(Records from a dataset)
## begin

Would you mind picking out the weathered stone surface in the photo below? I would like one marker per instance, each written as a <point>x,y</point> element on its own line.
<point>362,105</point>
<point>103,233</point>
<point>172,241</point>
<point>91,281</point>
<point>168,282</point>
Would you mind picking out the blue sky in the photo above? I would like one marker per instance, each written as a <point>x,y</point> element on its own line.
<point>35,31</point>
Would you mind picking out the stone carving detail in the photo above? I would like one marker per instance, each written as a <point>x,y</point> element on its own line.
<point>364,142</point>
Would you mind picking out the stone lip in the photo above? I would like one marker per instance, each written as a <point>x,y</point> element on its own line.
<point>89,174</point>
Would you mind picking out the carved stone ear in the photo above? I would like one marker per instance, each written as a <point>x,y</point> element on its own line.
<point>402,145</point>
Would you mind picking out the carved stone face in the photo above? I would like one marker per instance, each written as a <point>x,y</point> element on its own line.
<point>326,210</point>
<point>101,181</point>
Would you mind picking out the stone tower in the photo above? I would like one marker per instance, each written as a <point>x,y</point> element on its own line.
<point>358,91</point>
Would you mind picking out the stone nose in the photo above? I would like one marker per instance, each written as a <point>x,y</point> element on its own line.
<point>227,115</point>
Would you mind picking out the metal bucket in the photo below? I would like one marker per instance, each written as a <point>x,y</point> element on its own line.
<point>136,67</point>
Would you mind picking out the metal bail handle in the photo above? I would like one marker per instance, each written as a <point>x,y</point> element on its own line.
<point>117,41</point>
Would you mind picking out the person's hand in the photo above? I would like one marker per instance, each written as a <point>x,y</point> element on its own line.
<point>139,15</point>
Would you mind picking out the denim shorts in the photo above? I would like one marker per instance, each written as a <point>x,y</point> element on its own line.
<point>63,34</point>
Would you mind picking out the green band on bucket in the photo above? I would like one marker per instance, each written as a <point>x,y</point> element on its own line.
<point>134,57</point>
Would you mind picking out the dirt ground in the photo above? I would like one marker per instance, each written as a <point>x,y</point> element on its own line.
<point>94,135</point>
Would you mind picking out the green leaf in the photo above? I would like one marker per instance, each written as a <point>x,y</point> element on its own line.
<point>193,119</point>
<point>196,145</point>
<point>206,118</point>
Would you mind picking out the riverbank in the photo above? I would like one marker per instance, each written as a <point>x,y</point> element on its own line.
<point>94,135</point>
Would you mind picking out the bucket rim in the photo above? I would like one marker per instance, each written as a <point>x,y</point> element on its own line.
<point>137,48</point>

## end

Your objective: Render all the material above as a JSON list of strings, one string per line, with blank lines left out.

Output below:
[
  "Would you mind picking out the weathered stone surface in the photo below? I would like one marker per instance, each written as a <point>x,y</point> element on its own line.",
  "<point>362,105</point>",
  "<point>103,233</point>",
  "<point>172,241</point>",
  "<point>91,281</point>",
  "<point>168,282</point>",
  "Would you mind picking out the blue sky in the photo above? I would like one marker per instance, each written as a <point>x,y</point> element on its own line.",
  "<point>35,31</point>",
  "Would you mind picking out the stone carving detail in the photo above? I would like one marker per instance, each written as a <point>x,y</point> element on its own line.",
  "<point>364,142</point>",
  "Would you mind picking out the stone lip in the photo above? I would like one marker per instance, each written as a <point>x,y</point> element on its own line.",
  "<point>89,174</point>",
  "Would you mind picking out the carved stone ear in the photo above? I would like one marker per instance, each written as a <point>x,y</point> element on its own line.",
  "<point>402,145</point>",
  "Would you mind picking out the carved stone face in the photo above? I would like one marker per instance, each written as a <point>x,y</point> element on its own line.",
  "<point>326,210</point>",
  "<point>101,181</point>",
  "Would you mind picking out the stone tower in the photo above? I would like one marker per instance, each written as a <point>x,y</point> element on its own line.",
  "<point>358,91</point>",
  "Would you mind picking out the stone nose in the photo above? I would like one marker per instance, each written as a <point>x,y</point> element on its own line.",
  "<point>227,115</point>",
  "Would you mind picking out the metal bucket in the photo below? I would like one marker per instance, each written as a <point>x,y</point> element on its own line.",
  "<point>136,67</point>",
  "Would you mind picking out the metal bail handle in the photo above? I would like one marker per instance, each written as a <point>x,y</point> element on its own line.",
  "<point>117,41</point>",
  "Would you mind picking out the person's hand in the photo above? I would like one marker per instance, each written as a <point>x,y</point> element on its own line.",
  "<point>139,15</point>",
  "Would you mind picking out the denim shorts in the photo above? I would like one marker per instance, each written as a <point>x,y</point> element on its own line.",
  "<point>63,34</point>",
  "Would you mind picking out the green band on bucket in the photo above? I would like one marker per instance, each written as a <point>x,y</point> element on its own line.",
  "<point>134,57</point>",
  "Would you mind picking out the dirt ground in the photo above? I would like one marker per instance, each written as a <point>x,y</point> element on its own line.",
  "<point>94,135</point>",
  "Would you mind picking out the green leaf in the photo above? I would like one marker per instance, each written as a <point>x,y</point> element on its own line.",
  "<point>193,119</point>",
  "<point>196,145</point>",
  "<point>206,118</point>",
  "Would you mind picking out the riverbank in the photo above? I would like one marker per instance, each written as a <point>x,y</point> element on its own line.",
  "<point>94,135</point>",
  "Would you mind picking out the bucket rim in the photo above? I would like one marker per instance, each written as a <point>x,y</point> element on its own line.",
  "<point>137,48</point>"
]